Независимо от практического применения, любовной лирики много просто потому, что она продукт сентиментальной необходимости. Вызванная конкретной адресаткой, необходимость эта может адресаткой ограничиться или же она может развить автономную динамику и объем, обусловленные центробежной природой языка. Следствием может быть либо цикл любовных стихов, адресованный одному лицу, либо ряд стихотворений, развертывающихся, так сказать, в различных направлениях. Выбор здесь — если можно говорить о выборе там, где действует необходимость, — не столько моральный или духовный, сколько стилистический и зависит от продолжительности жизни поэта. И именно здесь стилистический выбор — если можно говорить о выборе там, где действуют случай и течение времени, — попахивает духовными последствиями. Ибо в конечном счете любовная лирика, по необходимости, занятие нарциссическое. Это выражение, каким бы образным оно ни было, собственных чувств автора, и, как таковое, оно соответствует автопортрету, а не портрету одной из его возлюбленных или ее мира. Если бы не наброски, холсты, миниатюры или снимки, прочтя стихотворение, мы часто не знали бы, о чем — или, точнее, о ком — идет речь. Даже глядя на них, мы не многое узнаем об изображенных на них красавицах, за исключением того, что они не похожи на своих певцов и что, на наш взгляд, далеко не все они красавицы. Но ведь изображение редко дополняет слова, и наоборот. К тому же к образам душ и обложкам журналов следует подходить с разными мерками. Для Данте, по крайней мере, красота зависела от способности смотрящего различить в овале человеческого лица лишь семь букв, составляющих слова Homo Dei.
IX
Дело в том, что их реальная внешность была не важна и отображать ее не предполагалось. Что полагалось отображать, так это духовное свершение, каковое есть окончательное доказательство существования поэта. Изображение — приобретение для него, возможно, для нее; для читателя это практически потеря, ибо вычитается из воображения. Ибо стихотворение — дело душевное, для читателя так же, как для автора. "Ее" портрет — состояние поэта, переданное его интонацией и его словами: читатель был бы глупцом, если бы довольствовался меньшим. В "ней" важна не ее частность, а ее универсальность. Не пытайтесь отыскать ее снимок и разместиться рядом с ним: ничего не выйдет. Попросту говоря, стихотворение о любви — это душа, приведенная в движение. Если оно хорошо, оно может тронуть и вашу душу.
Именно это отличие открывает дорогу метафизике. Стихотворение о любви может быть хорошим или плохим, но оно предлагает автору выход за собственные границы или — если стихотворение исключительно хорошее или роман долог — самоотрицание. Что же остается на долю Музы, пока это все продолжается? Не так много, ибо любовная лирика диктуется экзистенциальной необходимостью, а необходимость не слишком заботится о качестве речения. Как правило, любовные стихи пишутся быстро и не претерпевают большой правки. Но как только метафизическое измерение достигнуто или, по крайней мере, когда достигнуто самоотрицание, то действительно можно отличить танцора от танца: любовную лирику от любви и, таким образом, от стихотворения о любви или продиктованного любовью.

**Фрагмент данных:**
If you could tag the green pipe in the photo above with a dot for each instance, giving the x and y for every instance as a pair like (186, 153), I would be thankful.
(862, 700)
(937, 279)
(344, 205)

**Задание 1:**
Как, согласно тексту о любовной лирике, обычно пишутся любовные стихи?
**Задание 2:**
Выпишите из текста о любовной лирике дословно отрывок от слов "Именно это отличие" до слов "или продиктованного любовью." включительно.
Перечень здесь никакой роли не играет.

**Разбор решения 1:**
Быстро и без большой правки.

**Разбор решения 2:**
Именно это отличие открывает дорогу метафизике. Стихотворение о любви может быть хорошим или плохим, но оно предлагает автору выход за собственные границы или — если стихотворение исключительно хорошее или роман долог — самоотрицание. Что же остается на долю Музы, пока это все продолжается? Не так много, ибо любовная лирика диктуется экзистенциальной необходимостью, а необходимость не слишком заботится о качестве речения. Как правило, любовные стихи пишутся быстро и не претерпевают большой правки. Но как только метафизическое измерение достигнуто или, по крайней мере, когда достигнуто самоотрицание, то действительно можно отличить танцора от танца: любовную лирику от любви и, таким образом, от стихотворения о любви или продиктованного любовью.